-- start THE INPUT --

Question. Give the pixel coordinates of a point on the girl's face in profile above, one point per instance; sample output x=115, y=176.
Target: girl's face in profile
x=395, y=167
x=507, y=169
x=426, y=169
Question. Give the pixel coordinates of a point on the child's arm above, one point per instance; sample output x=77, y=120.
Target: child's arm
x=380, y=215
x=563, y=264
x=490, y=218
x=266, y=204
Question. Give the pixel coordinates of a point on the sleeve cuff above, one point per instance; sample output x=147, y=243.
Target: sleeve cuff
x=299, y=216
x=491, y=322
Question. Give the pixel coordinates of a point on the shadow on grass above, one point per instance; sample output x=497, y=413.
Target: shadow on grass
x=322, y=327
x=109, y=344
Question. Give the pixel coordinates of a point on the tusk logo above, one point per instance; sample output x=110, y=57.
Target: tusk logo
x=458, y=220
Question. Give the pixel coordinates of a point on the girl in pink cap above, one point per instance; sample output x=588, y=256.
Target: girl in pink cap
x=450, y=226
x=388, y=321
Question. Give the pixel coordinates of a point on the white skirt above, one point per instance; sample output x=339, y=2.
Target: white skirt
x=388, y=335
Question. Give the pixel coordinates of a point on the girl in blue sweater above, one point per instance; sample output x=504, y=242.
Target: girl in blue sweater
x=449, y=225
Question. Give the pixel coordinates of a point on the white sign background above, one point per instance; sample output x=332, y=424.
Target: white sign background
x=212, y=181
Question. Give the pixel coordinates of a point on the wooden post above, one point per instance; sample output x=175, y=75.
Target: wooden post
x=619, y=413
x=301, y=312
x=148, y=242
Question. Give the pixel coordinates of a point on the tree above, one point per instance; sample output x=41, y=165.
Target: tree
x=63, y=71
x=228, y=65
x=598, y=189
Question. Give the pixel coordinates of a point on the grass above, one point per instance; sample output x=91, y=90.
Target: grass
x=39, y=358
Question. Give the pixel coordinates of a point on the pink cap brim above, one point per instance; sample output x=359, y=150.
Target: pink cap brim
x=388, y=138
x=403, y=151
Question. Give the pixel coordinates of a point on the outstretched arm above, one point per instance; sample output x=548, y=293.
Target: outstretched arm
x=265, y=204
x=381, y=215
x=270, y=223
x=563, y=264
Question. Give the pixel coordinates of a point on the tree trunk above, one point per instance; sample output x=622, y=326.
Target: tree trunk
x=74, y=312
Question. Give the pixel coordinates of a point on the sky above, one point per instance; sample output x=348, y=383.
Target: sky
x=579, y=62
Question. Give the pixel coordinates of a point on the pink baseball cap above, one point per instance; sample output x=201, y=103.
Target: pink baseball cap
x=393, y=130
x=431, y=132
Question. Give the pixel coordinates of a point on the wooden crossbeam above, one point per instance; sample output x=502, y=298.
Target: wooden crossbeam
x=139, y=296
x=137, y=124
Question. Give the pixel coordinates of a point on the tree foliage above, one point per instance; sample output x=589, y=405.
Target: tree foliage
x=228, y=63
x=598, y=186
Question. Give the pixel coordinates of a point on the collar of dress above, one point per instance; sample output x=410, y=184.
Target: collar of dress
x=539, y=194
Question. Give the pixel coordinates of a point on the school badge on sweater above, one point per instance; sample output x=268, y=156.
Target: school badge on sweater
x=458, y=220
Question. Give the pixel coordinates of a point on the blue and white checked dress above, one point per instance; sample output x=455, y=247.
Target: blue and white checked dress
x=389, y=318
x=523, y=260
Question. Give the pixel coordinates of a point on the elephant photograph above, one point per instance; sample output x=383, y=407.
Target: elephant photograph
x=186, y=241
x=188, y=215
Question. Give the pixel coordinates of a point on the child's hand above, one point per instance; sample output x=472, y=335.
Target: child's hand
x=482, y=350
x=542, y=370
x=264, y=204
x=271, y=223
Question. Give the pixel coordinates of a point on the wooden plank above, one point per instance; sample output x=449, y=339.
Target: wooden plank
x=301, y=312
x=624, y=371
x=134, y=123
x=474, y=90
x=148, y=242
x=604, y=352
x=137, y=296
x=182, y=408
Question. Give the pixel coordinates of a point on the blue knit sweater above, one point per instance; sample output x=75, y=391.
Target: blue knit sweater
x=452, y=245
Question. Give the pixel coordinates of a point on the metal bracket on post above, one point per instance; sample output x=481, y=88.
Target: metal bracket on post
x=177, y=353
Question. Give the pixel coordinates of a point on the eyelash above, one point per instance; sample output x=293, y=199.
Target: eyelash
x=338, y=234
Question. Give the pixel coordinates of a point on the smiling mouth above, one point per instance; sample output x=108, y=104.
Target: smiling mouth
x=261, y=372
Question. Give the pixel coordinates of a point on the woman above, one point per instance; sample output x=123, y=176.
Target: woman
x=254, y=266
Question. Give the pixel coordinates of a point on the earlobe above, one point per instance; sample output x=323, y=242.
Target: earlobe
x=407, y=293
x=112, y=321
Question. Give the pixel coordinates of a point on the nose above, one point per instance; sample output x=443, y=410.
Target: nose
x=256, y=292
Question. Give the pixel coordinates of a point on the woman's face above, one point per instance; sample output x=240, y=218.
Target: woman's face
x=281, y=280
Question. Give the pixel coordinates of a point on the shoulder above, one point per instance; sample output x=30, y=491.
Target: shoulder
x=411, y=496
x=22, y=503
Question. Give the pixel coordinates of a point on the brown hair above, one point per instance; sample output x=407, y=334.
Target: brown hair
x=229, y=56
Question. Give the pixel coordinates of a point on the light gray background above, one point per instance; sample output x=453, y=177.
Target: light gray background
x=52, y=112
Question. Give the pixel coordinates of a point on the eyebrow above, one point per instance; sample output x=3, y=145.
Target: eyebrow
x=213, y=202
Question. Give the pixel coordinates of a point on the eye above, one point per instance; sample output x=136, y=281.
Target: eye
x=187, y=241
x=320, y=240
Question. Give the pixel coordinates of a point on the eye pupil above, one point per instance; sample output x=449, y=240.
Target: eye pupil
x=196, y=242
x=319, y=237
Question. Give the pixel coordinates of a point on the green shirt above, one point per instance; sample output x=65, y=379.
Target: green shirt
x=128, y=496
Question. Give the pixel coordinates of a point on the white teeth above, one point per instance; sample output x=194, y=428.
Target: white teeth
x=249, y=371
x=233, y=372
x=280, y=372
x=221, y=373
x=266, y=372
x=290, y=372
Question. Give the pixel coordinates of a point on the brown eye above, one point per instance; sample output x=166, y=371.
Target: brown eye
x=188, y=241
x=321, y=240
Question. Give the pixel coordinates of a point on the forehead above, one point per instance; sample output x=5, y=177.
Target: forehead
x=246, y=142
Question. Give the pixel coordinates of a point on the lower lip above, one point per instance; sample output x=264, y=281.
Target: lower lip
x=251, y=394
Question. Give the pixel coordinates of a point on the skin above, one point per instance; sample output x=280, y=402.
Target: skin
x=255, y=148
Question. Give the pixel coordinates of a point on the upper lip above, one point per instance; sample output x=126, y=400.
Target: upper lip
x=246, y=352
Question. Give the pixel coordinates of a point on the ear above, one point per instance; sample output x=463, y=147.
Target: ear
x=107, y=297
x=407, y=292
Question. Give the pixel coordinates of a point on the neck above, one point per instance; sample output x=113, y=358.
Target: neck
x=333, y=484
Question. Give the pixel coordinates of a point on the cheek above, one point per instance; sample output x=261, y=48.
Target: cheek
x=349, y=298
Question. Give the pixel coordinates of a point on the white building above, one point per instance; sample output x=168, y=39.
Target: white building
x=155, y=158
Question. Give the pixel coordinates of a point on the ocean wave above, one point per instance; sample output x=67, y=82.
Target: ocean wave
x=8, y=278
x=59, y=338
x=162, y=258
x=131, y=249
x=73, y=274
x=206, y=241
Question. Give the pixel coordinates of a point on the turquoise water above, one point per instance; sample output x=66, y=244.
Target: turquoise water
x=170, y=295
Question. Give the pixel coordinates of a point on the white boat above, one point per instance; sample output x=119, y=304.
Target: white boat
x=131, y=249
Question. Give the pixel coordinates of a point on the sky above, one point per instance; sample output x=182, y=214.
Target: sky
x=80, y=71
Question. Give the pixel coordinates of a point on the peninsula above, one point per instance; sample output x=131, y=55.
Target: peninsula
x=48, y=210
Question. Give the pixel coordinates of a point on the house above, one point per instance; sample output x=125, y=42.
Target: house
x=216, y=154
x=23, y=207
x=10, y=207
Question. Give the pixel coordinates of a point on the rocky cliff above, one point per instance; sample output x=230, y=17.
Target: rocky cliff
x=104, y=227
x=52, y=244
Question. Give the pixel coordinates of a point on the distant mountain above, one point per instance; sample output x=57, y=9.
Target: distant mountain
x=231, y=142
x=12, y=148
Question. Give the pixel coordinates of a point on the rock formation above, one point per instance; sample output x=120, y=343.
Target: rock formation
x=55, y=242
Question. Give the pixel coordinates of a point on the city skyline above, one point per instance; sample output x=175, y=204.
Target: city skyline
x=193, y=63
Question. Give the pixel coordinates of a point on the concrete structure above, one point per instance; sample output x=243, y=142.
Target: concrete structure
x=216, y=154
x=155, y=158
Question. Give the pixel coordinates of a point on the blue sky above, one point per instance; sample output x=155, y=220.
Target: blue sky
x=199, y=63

-- end THE INPUT --

#### [WRITTEN REQUEST]
Turn the records above into a numbered list, leaving out any blank lines, beginning at the line that contains "Question. Give the pixel coordinates of a point on the smiling" and ending after the line that contains "x=290, y=372".

#### [RESPONSE]
1. Question. Give the pixel coordinates of a point on the smiling mouth above, one point per instance; sample output x=108, y=104.
2. Target: smiling mouth
3. x=261, y=372
4. Question. Give the pixel coordinates of a point on the woman above, one point per instance; sample output x=123, y=176.
5. Target: woman
6. x=254, y=266
7. Question. Give the pixel coordinates of a point on the earlobe above, one point per instance; sample output x=323, y=242.
8. Target: earlobe
9. x=407, y=293
10. x=112, y=321
11. Question. Give the pixel coordinates of a point on the nose above, one point per instance; sample output x=443, y=410.
12. Target: nose
13. x=256, y=292
14. Question. Give the pixel coordinates of a point on the woman's face above, one point per instance; sample output x=240, y=218.
15. Target: woman's face
16. x=281, y=280
17. Question. Give the pixel coordinates of a point on the shoulder above, one point per instance; sample output x=30, y=491.
18. Target: shoulder
19. x=411, y=496
20. x=22, y=503
21. Question. Give the pixel coordinates of a point on the brown hair above, one point per instance; sample output x=407, y=334.
22. Target: brown hair
23. x=229, y=56
24. Question. Give the pixel coordinates of a point on the light gray background above, one point per instance; sample output x=453, y=177.
25. Target: light gray background
26. x=52, y=112
27. Question. Give the pixel coordinates of a point on the eyebrow above, one point per instance; sample output x=3, y=145.
28. Target: eyebrow
29. x=213, y=202
30. Question. Give the pixel coordinates of a point on the eye above, one point per instance; sample output x=136, y=281.
31. Target: eye
32. x=187, y=241
33. x=320, y=240
34. Question. Give the pixel coordinates of a point on the eye pupil above, one point per instance; sample output x=449, y=240.
35. Target: eye pupil
36. x=196, y=242
37. x=319, y=237
38. Question. Give the pixel coordinates of a point on the green shirt above, one point per instance; sample output x=65, y=379.
39. Target: green shirt
40. x=128, y=496
41. Question. Give the pixel coordinates of a point on the white teeth above, one point per instance; sample output x=194, y=428.
42. Target: white teeth
43. x=249, y=371
44. x=233, y=372
45. x=280, y=372
46. x=221, y=373
47. x=266, y=372
48. x=290, y=372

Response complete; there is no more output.